== Trecho fornecido ==

No entanto, das decisões das turmas do Conselho Recursal não cabem, ou melhor,   não comportam Recurso Especial para apreciação do Superior Tribunal de Justiça. (conf. STJ – REsp 21.664-7 – MS – 4ª T. – Rel. Min. Fontes de Alencar – DJU 17.05.1993).   A Constituição Federal menciona, apenas, que caberá ao Superior Tribunal de Justiça julgar, em recurso especial, as causas decididas, em única ou última instância, pelos Tribunais Regionais Federais ou pelos Tribunais dos Estados, do Distrito Federal e Territórios, quando a decisão recorrida: a) contrariar tratado ou lei federal, ou negar-lhes vigência;  b) julgar válida lei ou ato de governo local contestado em face de lei federal;  c) der à lei federal interpretação divergente da que lhe haja atribuído outro tribunal (art. 105, III). 

 

Ou seja, somente as causas decididas pelos Tribunais Estaduais, pelos Tribunais dos Territórios e pelo Tribunal do Distrito Federal, em única ou última instância, são impugnáveis através de Recurso Especial. E, portanto,  o entendimento de ser incabível o RECURSO ESPECIAL contra decisão de Turma de Juízes encarregados de julgar recursos oriundos de Juizados Especiais,  está de acordo com a jurisprudência unânime de nossos tribunais:

 

JUIZADO ESPECIAL – RECURSO (CABIMENTO) “Não cabe recurso especial contra decisão proferida, nos limites de sua competência, por órgão de segundo grau dos juizados especiais” (Súmula nº 203). 5. ……….(STJ – REsp 103580 – SC – 3ª T. – Rel. Min. NilsonNaves – DJU 05.10.1998 – p. 73)

===
== Conjunto de dados ==

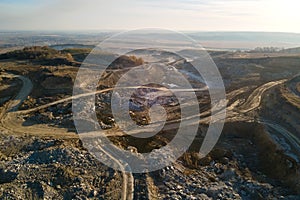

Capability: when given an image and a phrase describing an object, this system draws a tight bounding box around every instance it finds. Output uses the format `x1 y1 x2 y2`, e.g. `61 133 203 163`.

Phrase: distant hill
281 47 300 53
0 46 76 65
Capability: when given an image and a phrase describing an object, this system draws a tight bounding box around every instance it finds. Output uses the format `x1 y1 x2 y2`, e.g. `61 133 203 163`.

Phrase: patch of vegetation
0 46 74 65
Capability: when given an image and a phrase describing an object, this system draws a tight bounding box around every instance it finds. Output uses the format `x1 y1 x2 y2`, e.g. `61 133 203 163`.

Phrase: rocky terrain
0 47 300 199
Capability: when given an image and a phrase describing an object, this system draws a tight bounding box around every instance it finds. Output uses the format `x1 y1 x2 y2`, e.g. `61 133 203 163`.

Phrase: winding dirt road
0 74 134 200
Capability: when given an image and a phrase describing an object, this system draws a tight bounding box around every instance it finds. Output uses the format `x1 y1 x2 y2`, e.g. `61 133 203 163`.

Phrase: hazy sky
0 0 300 33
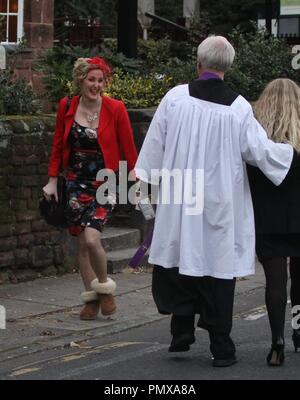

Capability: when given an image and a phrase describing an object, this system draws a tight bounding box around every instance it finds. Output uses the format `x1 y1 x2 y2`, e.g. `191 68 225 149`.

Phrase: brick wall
0 110 153 283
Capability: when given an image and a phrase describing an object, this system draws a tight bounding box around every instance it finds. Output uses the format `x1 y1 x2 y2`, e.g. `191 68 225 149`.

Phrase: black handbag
39 98 71 228
39 175 67 228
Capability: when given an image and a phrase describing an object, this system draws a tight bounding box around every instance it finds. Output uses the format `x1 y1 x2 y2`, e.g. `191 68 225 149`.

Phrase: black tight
262 257 300 343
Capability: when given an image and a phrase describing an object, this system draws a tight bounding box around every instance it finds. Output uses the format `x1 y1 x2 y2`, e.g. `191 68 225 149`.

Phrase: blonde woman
43 57 137 320
248 79 300 366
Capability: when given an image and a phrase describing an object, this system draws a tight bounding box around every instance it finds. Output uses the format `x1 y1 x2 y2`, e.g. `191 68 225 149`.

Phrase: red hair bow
87 57 111 77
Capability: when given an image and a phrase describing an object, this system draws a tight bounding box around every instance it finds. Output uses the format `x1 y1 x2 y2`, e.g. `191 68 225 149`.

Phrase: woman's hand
43 177 58 202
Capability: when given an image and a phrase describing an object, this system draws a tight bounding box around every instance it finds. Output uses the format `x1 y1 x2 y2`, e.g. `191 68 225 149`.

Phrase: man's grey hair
197 36 235 72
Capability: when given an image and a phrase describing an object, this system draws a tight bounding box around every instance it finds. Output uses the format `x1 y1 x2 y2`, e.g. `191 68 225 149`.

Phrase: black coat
247 152 300 235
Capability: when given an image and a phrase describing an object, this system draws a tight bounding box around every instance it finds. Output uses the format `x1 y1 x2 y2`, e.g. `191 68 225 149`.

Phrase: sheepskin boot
91 277 117 315
80 290 100 321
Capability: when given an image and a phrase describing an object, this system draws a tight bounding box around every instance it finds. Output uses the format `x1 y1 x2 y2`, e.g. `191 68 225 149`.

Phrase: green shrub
225 30 300 100
0 70 40 115
106 70 173 108
36 30 299 108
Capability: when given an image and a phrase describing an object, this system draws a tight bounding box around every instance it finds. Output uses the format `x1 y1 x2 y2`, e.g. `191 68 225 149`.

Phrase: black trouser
261 257 300 343
152 266 235 359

===

== Tarefas ==
• A. Transcreva do trecho sobre o recurso especial a parte que começa em "No entanto, das" e segue até "(art. 105, III).".
• B. Liste cada linha do conjunto de dados que contenha a palavra "hair", diferenciando maiúsculas de minúsculas.
O trecho e as linhas não têm relação entre si.

== Respostas ==
• A.
No entanto, das decisões das turmas do Conselho Recursal não cabem, ou melhor,   não comportam Recurso Especial para apreciação do Superior Tribunal de Justiça. (conf. STJ – REsp 21.664-7 – MS – 4ª T. – Rel. Min. Fontes de Alencar – DJU 17.05.1993).   A Constituição Federal menciona, apenas, que caberá ao Superior Tribunal de Justiça julgar, em recurso especial, as causas decididas, em única ou última instância, pelos Tribunais Regionais Federais ou pelos Tribunais dos Estados, do Distrito Federal e Territórios, quando a decisão recorrida: a) contrariar tratado ou lei federal, ou negar-lhes vigência;  b) julgar válida lei ou ato de governo local contestado em face de lei federal;  c) der à lei federal interpretação divergente da que lhe haja atribuído outro tribunal (art. 105, III).

• B.
Phrase: red hair bow
Phrase: man's grey hair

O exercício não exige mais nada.